Direction |
Take the line containing "Target: asphalt road" and every line after it in the data below, and print them exactly as given, with nothing else.

Data records |
• • •
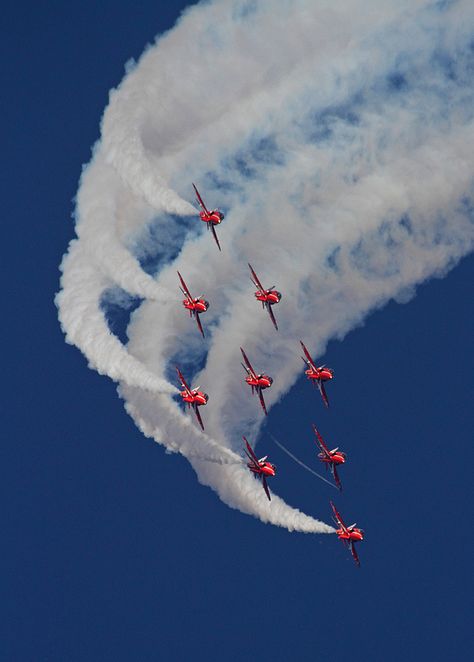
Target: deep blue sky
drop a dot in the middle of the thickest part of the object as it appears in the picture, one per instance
(111, 549)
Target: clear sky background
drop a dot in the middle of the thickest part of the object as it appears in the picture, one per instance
(111, 549)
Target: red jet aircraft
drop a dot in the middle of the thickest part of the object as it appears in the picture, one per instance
(260, 468)
(194, 397)
(330, 458)
(317, 375)
(195, 306)
(212, 218)
(268, 297)
(257, 382)
(348, 534)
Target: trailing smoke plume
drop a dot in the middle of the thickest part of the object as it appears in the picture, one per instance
(337, 137)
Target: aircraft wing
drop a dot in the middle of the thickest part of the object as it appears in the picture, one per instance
(200, 200)
(272, 316)
(338, 518)
(183, 381)
(247, 363)
(184, 288)
(337, 480)
(322, 390)
(198, 416)
(251, 454)
(262, 401)
(199, 323)
(255, 280)
(214, 233)
(355, 556)
(265, 487)
(308, 356)
(321, 443)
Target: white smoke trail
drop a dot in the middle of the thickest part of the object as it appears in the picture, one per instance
(341, 149)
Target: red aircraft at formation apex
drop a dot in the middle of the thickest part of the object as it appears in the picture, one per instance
(317, 375)
(195, 306)
(330, 458)
(348, 534)
(259, 467)
(268, 297)
(193, 397)
(257, 382)
(212, 218)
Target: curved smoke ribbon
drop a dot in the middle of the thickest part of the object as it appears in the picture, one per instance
(339, 142)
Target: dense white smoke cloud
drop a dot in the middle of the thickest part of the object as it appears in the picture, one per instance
(339, 141)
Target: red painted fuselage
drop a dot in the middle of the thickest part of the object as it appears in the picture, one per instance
(259, 381)
(324, 374)
(268, 296)
(194, 397)
(265, 468)
(196, 305)
(215, 216)
(337, 457)
(353, 534)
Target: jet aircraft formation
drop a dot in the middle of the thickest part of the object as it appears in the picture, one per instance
(318, 375)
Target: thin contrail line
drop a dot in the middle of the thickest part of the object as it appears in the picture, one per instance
(305, 466)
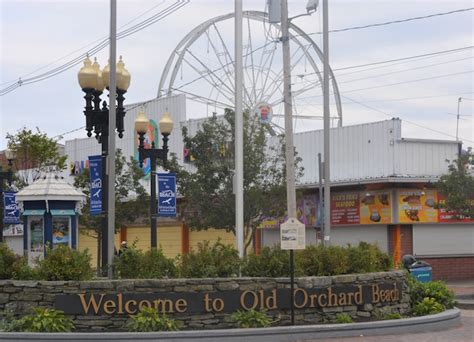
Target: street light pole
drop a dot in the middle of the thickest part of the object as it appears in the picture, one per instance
(141, 126)
(327, 159)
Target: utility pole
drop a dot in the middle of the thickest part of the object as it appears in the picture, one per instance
(327, 159)
(239, 132)
(457, 122)
(289, 149)
(112, 123)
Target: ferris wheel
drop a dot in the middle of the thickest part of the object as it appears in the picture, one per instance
(202, 67)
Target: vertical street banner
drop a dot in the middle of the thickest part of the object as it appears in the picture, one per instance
(95, 167)
(11, 214)
(166, 194)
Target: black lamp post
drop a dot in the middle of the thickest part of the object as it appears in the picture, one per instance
(141, 126)
(5, 176)
(92, 81)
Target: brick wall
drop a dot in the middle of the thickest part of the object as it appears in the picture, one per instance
(451, 268)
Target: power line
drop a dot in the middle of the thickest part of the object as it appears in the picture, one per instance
(397, 21)
(104, 43)
(407, 121)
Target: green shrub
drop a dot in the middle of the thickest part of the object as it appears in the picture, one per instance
(7, 259)
(148, 319)
(272, 262)
(395, 315)
(45, 320)
(434, 289)
(323, 261)
(64, 263)
(342, 318)
(427, 306)
(367, 258)
(134, 264)
(22, 271)
(216, 260)
(128, 264)
(251, 319)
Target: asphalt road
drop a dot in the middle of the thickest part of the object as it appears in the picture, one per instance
(463, 333)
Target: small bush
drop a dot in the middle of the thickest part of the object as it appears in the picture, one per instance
(342, 318)
(22, 271)
(251, 319)
(272, 262)
(148, 319)
(208, 261)
(45, 320)
(7, 259)
(395, 315)
(323, 261)
(367, 258)
(156, 265)
(127, 265)
(434, 289)
(64, 263)
(428, 306)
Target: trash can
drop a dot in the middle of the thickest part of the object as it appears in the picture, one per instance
(421, 271)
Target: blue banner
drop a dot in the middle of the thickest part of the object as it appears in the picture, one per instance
(95, 166)
(166, 194)
(11, 213)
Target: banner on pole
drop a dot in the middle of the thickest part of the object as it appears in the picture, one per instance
(11, 213)
(166, 194)
(95, 166)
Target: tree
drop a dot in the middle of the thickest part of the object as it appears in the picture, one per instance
(131, 198)
(458, 186)
(208, 189)
(35, 153)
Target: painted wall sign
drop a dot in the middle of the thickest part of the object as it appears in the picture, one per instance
(166, 183)
(229, 301)
(345, 208)
(375, 207)
(11, 213)
(95, 164)
(417, 206)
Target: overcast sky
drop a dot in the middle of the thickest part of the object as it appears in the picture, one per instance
(35, 34)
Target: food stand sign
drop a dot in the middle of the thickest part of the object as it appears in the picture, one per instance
(292, 234)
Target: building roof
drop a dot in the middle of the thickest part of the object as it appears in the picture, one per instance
(50, 187)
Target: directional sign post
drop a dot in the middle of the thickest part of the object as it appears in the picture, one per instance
(95, 165)
(166, 194)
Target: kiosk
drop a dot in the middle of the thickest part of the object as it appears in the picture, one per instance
(50, 208)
• • •
Response |
Target: asphalt road
drop a dot in the middle of the thickest part of the object as it appears in the picture, one per instance
(463, 333)
Target: small bush
drop a dot in the middle of the thickest part of the object as it appears in the picture, one per instance
(342, 318)
(22, 271)
(251, 319)
(272, 262)
(148, 319)
(208, 261)
(45, 320)
(7, 259)
(395, 315)
(323, 261)
(367, 258)
(156, 265)
(127, 265)
(434, 289)
(64, 263)
(428, 306)
Target: trash can
drop a dot in the middle of the thickest part of the object as it appears in the picture, one per instance
(421, 271)
Target: blue banner
drop a dot in the middle of the thickest part of the object as it appears in the picture, one per instance
(95, 166)
(166, 194)
(11, 213)
Target: banner on pole
drop a dot in the middle of the thickest part of the object as it appears in the picture, one per instance
(11, 213)
(166, 194)
(95, 166)
Target: tree
drop a dot in the middle of the thickest part of the object as it appears in the picture, one per instance
(131, 198)
(458, 186)
(208, 189)
(35, 153)
Target: painted wall sign
drop a dot in the middle of the thickest part of the object as it appears in the picture, one per instance
(166, 183)
(229, 301)
(345, 208)
(375, 207)
(11, 213)
(95, 164)
(417, 206)
Target: overcast sky
drop a dot in the middle of the thickest part of the object as it appears in the picture, one per instance
(35, 34)
Target: food stand sign
drop a dot in the middle of the thickest part of the object as it appears in the picture, one per instance
(292, 234)
Target: building roof
drop a dot in the middle of the thickest part of the object as it appears in the picture, one per instance
(50, 187)
Target: directional sign post
drop a dot in the middle of the thickest part of the object as it appears in the picture, one per instance
(95, 165)
(166, 194)
Target: kiosk
drop a dot in the middle of the thickest part of the object as it appears in the picture, one per instance
(50, 208)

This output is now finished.